AIM OF THE TASK: Please count the lines in the rows below that contain the string "waistband", treating uppercase and lowercase as different, and reply with that number alone.

Entries from a pointing dataset:
************
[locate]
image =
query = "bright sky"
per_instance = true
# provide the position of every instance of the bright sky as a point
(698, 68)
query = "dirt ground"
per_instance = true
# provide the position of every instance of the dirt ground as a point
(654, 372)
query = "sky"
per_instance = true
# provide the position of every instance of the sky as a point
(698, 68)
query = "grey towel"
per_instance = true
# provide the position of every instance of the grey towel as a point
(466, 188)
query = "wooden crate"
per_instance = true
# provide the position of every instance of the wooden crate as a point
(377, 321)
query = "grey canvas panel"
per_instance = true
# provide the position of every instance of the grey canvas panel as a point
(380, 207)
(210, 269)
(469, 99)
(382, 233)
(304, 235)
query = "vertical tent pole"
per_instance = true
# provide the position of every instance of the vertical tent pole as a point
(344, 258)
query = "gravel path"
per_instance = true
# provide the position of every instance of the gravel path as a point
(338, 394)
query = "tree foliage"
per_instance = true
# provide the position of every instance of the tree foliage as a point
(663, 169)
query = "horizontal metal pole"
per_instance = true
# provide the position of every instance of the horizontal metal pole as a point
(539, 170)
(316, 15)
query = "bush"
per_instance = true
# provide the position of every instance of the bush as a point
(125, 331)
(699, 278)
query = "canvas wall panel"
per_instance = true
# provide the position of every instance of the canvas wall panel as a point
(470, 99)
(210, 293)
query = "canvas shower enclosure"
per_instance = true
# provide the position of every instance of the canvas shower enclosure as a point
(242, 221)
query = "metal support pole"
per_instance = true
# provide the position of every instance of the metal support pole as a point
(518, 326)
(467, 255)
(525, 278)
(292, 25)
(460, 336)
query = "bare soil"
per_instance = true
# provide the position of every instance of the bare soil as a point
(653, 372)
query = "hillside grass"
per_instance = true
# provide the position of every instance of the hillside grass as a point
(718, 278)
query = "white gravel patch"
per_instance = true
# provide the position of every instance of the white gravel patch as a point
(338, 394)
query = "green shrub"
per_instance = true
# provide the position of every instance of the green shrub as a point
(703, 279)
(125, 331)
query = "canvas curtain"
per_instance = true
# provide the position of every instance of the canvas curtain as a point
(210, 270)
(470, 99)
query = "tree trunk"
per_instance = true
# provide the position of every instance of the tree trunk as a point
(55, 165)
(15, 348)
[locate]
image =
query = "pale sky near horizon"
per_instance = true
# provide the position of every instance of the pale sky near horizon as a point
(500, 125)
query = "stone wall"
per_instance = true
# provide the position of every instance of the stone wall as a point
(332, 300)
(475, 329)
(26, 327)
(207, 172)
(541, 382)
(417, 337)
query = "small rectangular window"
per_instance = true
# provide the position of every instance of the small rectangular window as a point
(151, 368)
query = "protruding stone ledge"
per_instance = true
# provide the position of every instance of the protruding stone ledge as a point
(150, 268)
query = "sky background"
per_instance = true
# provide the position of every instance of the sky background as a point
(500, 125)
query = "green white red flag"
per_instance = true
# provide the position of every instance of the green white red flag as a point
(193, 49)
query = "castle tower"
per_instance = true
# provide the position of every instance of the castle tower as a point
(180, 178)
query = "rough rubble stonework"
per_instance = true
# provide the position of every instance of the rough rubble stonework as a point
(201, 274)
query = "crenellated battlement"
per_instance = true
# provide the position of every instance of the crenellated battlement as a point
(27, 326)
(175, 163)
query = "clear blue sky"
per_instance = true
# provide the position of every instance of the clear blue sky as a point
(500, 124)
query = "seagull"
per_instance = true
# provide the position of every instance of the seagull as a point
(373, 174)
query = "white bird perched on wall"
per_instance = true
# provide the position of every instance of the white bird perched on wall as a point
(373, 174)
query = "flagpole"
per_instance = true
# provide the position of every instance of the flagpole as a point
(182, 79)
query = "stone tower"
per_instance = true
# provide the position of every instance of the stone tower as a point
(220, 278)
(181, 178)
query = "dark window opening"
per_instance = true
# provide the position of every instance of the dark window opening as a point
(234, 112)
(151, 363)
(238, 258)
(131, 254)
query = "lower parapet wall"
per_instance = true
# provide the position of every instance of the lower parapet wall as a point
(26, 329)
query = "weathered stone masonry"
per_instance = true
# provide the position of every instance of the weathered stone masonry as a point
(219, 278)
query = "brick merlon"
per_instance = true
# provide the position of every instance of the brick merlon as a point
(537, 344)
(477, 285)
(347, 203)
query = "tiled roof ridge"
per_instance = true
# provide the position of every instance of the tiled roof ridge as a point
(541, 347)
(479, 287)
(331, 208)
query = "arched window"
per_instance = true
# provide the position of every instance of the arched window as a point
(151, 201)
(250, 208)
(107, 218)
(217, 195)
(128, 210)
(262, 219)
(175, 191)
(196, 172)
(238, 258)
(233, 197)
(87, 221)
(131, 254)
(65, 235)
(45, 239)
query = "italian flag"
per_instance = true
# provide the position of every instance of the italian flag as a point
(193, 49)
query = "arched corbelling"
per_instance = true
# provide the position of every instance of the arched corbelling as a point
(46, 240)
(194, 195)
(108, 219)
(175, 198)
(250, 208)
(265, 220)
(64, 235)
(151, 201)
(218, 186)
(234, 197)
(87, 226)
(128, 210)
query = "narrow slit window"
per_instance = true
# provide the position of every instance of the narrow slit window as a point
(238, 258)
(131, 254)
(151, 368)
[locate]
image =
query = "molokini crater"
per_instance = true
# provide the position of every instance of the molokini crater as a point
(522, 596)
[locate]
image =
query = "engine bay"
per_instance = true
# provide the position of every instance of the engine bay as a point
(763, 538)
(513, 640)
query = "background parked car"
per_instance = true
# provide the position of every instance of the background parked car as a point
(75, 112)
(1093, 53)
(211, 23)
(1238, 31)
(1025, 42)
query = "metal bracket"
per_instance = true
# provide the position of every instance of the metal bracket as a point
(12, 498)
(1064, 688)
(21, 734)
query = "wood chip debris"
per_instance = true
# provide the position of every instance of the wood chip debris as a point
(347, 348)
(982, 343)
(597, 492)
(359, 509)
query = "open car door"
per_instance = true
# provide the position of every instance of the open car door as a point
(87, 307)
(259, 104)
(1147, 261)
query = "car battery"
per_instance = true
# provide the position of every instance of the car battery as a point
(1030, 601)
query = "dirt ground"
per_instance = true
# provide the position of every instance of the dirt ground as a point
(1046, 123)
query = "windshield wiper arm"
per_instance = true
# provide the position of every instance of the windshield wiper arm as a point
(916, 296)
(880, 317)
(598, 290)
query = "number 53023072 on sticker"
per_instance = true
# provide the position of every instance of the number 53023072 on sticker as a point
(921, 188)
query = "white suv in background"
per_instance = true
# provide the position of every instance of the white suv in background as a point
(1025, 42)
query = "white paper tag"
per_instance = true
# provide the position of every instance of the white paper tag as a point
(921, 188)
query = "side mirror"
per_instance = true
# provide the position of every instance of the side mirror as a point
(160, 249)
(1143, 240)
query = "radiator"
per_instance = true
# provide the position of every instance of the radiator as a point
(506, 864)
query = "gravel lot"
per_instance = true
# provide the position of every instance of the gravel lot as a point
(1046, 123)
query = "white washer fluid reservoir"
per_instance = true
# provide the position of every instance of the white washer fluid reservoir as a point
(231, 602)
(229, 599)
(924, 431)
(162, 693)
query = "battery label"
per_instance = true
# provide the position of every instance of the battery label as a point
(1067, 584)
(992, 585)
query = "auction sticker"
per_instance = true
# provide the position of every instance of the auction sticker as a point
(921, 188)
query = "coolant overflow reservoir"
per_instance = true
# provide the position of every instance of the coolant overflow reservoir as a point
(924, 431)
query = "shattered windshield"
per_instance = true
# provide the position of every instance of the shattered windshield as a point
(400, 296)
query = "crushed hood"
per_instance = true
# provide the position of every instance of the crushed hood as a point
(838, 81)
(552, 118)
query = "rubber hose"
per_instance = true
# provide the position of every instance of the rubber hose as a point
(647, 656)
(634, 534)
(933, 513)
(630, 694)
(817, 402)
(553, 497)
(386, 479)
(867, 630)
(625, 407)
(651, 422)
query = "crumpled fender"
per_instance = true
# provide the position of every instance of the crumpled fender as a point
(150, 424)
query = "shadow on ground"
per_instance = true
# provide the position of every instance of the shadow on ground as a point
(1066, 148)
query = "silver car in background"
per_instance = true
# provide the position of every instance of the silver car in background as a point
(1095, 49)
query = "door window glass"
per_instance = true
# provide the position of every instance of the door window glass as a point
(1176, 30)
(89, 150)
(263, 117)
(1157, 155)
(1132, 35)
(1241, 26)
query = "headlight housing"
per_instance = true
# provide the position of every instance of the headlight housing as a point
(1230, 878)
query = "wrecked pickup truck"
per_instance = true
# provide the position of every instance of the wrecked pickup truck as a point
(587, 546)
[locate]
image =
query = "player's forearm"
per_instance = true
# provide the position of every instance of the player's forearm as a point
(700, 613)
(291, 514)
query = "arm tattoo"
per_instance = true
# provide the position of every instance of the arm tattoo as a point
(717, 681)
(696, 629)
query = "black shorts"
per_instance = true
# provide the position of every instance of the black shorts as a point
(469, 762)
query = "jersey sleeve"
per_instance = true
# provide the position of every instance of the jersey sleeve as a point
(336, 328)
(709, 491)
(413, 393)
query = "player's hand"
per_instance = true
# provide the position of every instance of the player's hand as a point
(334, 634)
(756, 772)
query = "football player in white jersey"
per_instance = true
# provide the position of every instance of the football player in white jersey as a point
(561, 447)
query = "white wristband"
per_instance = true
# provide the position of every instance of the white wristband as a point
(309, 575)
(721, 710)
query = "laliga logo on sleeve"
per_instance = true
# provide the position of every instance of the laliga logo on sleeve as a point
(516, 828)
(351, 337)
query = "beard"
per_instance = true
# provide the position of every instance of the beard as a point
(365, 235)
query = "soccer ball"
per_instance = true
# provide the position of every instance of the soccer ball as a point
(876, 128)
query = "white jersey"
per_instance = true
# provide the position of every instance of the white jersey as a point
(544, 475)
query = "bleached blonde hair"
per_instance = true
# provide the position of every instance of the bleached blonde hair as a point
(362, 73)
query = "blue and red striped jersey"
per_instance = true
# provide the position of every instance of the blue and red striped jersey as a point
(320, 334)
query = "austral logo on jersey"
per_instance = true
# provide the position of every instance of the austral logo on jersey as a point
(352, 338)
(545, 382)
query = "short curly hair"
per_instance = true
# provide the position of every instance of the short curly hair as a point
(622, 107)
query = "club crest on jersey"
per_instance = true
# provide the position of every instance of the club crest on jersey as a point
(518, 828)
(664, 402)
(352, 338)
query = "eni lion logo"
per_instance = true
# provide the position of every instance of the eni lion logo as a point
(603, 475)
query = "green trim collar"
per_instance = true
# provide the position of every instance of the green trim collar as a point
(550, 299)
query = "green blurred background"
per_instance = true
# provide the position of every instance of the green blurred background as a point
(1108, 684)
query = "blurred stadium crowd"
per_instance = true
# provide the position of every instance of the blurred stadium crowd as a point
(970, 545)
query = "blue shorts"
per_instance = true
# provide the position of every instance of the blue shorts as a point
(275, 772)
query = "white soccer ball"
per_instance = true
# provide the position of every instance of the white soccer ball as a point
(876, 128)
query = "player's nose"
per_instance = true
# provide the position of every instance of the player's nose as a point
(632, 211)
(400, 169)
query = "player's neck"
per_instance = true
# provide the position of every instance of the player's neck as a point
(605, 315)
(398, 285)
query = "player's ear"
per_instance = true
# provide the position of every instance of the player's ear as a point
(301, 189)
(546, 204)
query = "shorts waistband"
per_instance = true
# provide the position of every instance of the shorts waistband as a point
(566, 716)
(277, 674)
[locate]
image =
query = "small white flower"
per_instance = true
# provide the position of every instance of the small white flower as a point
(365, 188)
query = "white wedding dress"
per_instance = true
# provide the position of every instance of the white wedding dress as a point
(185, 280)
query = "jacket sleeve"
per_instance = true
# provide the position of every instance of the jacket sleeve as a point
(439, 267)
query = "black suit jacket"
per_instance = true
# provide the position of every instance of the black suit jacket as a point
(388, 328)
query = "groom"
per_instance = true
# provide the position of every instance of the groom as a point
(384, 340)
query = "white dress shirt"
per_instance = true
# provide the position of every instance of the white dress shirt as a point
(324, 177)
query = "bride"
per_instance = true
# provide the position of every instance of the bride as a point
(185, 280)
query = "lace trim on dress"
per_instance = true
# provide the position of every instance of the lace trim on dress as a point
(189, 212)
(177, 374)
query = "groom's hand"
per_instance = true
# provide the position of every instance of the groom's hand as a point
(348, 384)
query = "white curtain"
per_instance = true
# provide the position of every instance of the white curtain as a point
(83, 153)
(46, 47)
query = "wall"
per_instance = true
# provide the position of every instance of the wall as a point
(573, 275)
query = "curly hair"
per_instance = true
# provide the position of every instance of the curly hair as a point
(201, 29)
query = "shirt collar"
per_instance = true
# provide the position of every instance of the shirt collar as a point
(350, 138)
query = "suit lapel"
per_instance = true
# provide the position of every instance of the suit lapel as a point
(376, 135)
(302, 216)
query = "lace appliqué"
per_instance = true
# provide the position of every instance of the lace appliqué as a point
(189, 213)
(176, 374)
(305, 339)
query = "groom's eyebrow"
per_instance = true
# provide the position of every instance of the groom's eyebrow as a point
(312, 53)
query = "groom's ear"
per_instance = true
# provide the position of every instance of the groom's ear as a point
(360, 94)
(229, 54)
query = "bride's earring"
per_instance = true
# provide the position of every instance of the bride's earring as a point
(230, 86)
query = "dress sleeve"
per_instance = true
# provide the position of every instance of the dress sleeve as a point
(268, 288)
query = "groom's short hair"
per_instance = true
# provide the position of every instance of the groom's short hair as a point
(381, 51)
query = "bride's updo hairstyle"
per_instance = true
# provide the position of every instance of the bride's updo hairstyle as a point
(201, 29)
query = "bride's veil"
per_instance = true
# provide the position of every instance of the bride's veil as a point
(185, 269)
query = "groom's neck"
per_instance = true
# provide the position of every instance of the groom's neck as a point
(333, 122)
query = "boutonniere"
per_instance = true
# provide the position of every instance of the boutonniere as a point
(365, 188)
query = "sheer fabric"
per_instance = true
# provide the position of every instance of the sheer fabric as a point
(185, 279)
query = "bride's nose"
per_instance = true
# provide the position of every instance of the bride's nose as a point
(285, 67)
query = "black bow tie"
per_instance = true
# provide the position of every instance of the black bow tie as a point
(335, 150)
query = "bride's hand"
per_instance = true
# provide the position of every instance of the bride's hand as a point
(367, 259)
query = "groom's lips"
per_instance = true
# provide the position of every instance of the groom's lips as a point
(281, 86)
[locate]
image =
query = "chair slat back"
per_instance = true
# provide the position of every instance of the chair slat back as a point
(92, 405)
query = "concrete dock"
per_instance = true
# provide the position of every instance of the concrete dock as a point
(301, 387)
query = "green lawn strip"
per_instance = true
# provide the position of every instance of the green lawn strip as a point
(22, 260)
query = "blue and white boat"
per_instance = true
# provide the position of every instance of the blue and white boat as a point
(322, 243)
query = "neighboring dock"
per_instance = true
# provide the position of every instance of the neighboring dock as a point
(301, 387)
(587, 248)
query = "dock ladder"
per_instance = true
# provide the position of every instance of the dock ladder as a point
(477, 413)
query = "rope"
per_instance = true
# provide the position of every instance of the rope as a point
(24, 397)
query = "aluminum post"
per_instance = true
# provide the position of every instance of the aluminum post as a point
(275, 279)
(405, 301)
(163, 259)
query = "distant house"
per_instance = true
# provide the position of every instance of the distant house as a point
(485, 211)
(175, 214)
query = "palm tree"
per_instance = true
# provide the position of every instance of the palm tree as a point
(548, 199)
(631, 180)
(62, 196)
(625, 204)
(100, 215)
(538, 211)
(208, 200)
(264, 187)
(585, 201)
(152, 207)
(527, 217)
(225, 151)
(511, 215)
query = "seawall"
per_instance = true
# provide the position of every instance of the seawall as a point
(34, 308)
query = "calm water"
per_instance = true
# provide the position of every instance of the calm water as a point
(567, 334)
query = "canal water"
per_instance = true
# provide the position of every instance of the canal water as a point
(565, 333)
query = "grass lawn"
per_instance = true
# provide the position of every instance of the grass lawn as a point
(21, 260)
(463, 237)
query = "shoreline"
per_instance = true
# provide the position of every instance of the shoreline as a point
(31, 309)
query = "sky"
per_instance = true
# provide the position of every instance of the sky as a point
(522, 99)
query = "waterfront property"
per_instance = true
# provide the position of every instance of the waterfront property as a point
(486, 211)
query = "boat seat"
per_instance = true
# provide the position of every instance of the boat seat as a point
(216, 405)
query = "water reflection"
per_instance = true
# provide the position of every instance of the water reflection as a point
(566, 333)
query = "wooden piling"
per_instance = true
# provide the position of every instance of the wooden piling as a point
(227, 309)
************
SOLUTION TO THE EXERCISE: 2